Pepper Pine Tart

Classic Guyanese pine tart mixed with Wiri Wiri Pepper Jelly

Author: @surenz2


Pepper Pine Tart

Prep
40 mins

Cook
20 mins

Cooling Time
20 mins

Total
1 hrs 20 mins

Equipment

Ingredients

Dough

Pineapple filling

Directions

Make the dough

  1. Put butter in the freezer for 30 minutes before making the pastry dough.
  2. Measure 480g flour into a mixing bowl.
  3. Add salt then grate frozen butter using the shred side of a cheese grater into the flour.
  4. Using a fork or your hands, blend the butter into the flour. Do not over blend, the goal is to leave little chunks of butter which create a flaky texture.
  5. Add the ice water a little at a time and press the flour together to form a dough ball. Do not knead the dough as this will remove the flaky texture.
  6. Once most of the dough comes together , turn it onto a floured surface and quickly press it into a ball.
  7. Wrap in plastic, press it down to flatten it , and refrigerate for about 30 minutes.

Make the filling

  1. Blend Pineapple chunks in blender with half of juice from the can.
  2. On a saucepan over medium heat, mix blended pineapple, sugar, lemon juice and salt.
  3. Cook pineapple for 25 minutes or until it has thickened. Do not overcook.
  4. Remove from heat and cool completely before using.

Assemble & bake the pine tarts

  1. Preheat the oven to 350°F (175°C). Line a baking sheet with parchment.

**Task 1**
Count the lines in the listing below that contain the string "street", and give only that number.

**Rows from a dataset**
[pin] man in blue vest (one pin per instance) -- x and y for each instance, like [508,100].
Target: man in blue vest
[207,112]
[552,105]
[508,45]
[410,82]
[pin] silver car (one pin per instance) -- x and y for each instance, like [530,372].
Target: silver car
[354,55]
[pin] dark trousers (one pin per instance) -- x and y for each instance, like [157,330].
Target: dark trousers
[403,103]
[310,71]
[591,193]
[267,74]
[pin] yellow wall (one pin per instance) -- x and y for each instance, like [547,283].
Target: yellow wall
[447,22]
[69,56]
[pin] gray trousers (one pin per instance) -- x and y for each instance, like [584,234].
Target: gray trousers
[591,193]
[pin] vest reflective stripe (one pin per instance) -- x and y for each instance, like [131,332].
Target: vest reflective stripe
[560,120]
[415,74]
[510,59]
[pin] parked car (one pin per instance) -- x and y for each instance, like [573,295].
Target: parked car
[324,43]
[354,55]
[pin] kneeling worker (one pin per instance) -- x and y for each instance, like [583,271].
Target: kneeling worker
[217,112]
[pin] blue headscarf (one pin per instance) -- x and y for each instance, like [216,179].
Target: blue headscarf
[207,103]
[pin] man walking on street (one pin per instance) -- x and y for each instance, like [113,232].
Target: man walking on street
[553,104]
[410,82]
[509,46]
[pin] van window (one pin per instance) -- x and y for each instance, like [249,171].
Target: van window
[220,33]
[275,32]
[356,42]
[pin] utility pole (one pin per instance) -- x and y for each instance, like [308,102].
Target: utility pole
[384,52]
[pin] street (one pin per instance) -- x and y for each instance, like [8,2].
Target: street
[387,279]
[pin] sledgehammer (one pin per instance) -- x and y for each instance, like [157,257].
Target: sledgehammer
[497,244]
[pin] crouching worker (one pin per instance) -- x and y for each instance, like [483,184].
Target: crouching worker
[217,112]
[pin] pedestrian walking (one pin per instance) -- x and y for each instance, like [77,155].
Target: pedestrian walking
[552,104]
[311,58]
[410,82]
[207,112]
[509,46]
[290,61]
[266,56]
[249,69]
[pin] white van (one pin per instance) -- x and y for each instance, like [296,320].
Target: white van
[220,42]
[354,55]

**Task 2**
Translate this sentence from the pine tart recipe into Spanish: "Remove from heat and cool completely before using."

**Output 1**
4

**Output 2**
Retírelo del fuego y déjelo enfriar por completo antes de usarlo.